Can you give the items from the start through the line holding "[165,658,545,720]", inclusive, again, with "dense forest" swapped for "thick woodland" and everything else unchanged?

▽

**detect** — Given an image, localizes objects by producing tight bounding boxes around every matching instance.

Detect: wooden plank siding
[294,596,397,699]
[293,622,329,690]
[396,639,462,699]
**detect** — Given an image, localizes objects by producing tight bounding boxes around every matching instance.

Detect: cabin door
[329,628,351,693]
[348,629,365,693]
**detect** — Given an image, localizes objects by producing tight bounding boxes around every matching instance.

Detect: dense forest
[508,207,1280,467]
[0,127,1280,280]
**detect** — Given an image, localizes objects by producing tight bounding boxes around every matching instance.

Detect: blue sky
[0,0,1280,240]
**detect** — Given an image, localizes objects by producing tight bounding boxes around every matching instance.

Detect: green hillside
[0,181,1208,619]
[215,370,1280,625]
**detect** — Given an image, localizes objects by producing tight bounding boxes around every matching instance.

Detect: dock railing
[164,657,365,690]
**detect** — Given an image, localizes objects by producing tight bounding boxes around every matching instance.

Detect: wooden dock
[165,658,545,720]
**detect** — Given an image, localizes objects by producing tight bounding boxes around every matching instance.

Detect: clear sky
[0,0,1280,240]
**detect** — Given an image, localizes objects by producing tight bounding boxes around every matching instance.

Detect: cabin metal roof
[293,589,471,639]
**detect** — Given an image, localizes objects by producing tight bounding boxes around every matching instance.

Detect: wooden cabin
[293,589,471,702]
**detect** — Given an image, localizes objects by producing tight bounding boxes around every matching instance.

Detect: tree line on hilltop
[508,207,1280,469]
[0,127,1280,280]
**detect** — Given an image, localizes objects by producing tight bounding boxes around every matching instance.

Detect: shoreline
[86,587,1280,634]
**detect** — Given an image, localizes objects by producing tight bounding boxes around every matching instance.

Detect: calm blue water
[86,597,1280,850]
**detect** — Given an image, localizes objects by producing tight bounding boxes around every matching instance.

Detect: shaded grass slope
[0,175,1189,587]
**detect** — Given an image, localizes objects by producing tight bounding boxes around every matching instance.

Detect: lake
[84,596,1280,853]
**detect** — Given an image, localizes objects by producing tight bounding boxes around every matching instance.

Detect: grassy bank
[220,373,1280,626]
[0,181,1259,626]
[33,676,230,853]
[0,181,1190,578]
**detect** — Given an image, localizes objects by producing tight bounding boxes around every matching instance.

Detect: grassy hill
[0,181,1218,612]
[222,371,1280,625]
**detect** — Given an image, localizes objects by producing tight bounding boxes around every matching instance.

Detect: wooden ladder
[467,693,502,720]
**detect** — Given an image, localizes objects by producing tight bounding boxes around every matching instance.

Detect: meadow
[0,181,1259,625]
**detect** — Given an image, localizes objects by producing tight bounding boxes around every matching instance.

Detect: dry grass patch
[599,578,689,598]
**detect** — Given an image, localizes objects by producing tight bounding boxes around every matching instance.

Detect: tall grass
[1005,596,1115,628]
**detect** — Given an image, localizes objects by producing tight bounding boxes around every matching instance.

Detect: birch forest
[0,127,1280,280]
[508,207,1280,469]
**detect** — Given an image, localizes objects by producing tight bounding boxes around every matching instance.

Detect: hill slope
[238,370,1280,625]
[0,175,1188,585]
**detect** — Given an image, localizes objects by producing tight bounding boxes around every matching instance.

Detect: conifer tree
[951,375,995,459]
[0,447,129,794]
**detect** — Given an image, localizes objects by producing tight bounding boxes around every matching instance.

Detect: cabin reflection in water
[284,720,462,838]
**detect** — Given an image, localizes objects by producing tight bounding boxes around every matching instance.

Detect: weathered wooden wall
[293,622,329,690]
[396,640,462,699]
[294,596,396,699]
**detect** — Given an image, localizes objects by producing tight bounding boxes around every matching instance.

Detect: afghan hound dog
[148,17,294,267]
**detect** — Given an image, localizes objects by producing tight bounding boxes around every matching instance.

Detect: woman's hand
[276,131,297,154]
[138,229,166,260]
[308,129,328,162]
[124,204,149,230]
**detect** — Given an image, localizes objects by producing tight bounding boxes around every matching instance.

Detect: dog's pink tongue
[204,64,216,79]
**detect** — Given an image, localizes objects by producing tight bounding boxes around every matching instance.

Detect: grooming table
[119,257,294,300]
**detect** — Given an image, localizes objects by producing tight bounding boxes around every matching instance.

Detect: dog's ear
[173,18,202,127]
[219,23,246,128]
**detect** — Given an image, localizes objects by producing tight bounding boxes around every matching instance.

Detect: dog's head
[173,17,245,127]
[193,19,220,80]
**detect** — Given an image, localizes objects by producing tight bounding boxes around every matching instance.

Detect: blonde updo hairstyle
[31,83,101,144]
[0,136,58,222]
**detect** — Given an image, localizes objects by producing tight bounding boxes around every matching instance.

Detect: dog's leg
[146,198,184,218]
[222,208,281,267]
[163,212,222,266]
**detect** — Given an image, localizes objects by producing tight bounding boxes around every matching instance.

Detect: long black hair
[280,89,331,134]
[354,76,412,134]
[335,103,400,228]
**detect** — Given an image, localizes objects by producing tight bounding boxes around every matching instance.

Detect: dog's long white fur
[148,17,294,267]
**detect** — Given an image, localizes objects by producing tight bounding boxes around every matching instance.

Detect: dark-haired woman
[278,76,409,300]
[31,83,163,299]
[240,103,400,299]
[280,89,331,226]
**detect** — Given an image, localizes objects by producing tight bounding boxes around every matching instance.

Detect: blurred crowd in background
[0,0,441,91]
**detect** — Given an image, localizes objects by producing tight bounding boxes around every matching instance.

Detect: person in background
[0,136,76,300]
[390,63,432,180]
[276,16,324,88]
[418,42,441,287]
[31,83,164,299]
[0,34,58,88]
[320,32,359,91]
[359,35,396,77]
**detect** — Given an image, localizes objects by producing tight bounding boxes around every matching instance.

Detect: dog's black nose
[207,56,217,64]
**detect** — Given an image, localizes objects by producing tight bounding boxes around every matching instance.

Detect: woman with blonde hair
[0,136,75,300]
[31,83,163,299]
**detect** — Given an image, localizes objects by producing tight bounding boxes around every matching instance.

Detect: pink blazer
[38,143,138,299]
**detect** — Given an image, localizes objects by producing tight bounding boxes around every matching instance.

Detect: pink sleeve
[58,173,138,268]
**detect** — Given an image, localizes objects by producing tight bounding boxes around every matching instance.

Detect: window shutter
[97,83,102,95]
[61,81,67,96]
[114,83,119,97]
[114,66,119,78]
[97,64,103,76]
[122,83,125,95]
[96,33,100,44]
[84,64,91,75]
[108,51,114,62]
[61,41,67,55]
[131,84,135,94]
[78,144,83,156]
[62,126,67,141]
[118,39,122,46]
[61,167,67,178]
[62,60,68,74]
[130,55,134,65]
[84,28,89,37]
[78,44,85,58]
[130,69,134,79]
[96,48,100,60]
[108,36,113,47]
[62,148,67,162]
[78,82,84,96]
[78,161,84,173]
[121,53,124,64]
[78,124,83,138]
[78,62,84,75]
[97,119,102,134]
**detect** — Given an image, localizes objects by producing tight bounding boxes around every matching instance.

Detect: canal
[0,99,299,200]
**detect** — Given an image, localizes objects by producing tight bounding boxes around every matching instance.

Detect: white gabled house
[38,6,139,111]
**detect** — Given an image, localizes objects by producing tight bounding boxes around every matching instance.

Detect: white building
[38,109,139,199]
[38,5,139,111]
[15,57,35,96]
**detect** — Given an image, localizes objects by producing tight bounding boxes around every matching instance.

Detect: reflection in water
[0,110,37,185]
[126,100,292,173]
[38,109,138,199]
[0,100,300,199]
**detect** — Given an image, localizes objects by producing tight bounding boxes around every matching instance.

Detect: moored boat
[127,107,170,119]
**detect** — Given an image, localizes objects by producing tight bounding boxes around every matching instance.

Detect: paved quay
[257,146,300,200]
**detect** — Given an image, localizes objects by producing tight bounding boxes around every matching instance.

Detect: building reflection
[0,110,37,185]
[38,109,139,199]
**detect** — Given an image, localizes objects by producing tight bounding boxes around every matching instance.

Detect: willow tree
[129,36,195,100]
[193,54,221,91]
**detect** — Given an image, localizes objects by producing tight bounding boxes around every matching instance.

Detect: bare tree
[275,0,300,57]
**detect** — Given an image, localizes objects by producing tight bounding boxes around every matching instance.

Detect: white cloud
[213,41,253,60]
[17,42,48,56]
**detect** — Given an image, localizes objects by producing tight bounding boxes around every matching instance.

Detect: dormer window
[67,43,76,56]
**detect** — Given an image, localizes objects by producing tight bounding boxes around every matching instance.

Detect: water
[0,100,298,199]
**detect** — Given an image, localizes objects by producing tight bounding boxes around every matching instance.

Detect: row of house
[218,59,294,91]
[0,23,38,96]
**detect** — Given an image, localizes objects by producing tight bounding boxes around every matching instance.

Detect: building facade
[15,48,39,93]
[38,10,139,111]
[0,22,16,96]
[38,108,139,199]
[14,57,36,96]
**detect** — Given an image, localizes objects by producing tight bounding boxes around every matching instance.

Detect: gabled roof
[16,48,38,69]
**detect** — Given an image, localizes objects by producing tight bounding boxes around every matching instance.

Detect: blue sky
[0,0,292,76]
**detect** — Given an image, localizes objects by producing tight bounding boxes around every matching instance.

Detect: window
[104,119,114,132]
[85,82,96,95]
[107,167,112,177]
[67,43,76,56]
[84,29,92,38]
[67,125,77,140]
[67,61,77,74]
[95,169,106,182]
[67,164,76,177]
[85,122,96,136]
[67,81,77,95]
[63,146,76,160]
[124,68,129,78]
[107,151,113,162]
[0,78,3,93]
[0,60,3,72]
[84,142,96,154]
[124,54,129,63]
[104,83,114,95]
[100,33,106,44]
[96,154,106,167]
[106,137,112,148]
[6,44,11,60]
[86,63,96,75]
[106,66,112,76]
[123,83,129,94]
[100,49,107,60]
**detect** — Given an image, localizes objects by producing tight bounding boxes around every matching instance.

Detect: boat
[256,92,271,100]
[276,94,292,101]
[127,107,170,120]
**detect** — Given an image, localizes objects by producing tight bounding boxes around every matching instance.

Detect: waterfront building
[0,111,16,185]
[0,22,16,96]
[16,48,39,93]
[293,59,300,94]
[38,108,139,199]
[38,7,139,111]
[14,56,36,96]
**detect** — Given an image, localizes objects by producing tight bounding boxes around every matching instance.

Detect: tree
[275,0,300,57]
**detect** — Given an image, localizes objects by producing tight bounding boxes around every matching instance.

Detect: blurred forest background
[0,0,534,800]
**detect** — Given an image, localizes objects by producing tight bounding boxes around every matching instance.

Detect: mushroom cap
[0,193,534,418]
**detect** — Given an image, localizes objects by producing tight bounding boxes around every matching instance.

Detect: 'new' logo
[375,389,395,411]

△

▸ Written solution:
**detect** — Given an image, localizes objects by producing tight bounding boxes around every matching instance.

Detect: wooden plank siding
[294,596,397,699]
[293,622,329,690]
[396,639,462,699]
**detect** — Given an image, localizes objects by producing tight bounding boxes around every matching instance.

Detect: cabin door
[329,628,351,693]
[348,629,365,693]
**detect** — Given an image, localizes objects by producing tight bounding boxes around every matching instance.

Detect: thick woodland
[508,207,1280,467]
[0,127,1280,280]
**detect** — Given an image, localizes objects by producing tight bounding boxes around every matching instance.

Detect: blue sky
[0,0,1280,240]
**detect** — Given an image, localizes objects by producing tight bounding boxes around every matching instance.

Detect: green hillside
[0,181,1208,619]
[215,370,1280,625]
**detect** — Given an image, localizes objects by producing tight bounding boxes around every matching instance.

Detect: dock railing
[164,657,365,690]
**detect** — Given an image, localizes objects by producing tight bounding boxes around every matching instance.

Detect: wooden dock
[165,658,545,720]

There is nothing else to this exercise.